- _SHORT PROBLEM_
Report every line in the records below that contains the string "shirt", copying each such line in full.
════════════════════
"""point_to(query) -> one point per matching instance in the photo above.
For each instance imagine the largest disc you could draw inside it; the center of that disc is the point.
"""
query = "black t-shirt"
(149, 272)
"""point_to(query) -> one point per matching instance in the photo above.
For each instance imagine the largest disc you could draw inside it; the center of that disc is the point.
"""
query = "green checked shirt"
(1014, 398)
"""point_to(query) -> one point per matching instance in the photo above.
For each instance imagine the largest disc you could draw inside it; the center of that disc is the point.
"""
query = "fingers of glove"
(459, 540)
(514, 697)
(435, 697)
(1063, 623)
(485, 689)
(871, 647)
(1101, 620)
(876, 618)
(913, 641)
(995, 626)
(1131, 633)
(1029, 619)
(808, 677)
════════════════════
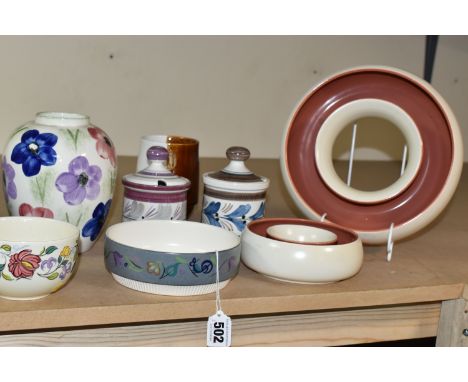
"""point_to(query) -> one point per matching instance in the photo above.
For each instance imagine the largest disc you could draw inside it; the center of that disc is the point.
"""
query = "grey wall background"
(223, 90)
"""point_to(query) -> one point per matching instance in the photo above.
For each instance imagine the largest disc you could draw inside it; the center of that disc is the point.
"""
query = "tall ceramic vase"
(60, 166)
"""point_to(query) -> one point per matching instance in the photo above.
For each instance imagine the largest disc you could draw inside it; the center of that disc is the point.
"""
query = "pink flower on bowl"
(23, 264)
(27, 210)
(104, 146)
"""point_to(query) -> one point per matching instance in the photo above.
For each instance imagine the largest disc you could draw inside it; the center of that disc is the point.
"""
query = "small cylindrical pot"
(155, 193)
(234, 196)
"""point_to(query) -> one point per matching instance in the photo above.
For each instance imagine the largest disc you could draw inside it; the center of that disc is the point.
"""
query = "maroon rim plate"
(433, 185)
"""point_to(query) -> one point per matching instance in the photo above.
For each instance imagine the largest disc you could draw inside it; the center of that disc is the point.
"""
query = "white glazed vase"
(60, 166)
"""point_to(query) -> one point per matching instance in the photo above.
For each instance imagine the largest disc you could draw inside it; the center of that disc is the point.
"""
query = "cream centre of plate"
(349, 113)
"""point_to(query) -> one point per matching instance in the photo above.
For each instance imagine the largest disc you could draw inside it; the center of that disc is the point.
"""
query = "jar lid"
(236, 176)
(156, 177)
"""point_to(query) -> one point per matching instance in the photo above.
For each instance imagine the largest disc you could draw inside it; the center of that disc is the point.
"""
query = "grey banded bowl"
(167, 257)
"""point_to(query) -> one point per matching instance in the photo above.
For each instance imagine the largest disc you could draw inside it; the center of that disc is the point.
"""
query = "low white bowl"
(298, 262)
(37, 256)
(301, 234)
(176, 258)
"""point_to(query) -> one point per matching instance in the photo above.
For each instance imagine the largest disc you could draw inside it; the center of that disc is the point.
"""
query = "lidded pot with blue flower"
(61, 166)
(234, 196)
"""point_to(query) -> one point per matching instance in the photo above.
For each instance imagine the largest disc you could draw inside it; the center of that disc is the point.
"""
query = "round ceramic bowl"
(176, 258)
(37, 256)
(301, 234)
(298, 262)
════════════════════
- _FINAL RESULT_
query = "black t-shirt"
query = "green checked shirt"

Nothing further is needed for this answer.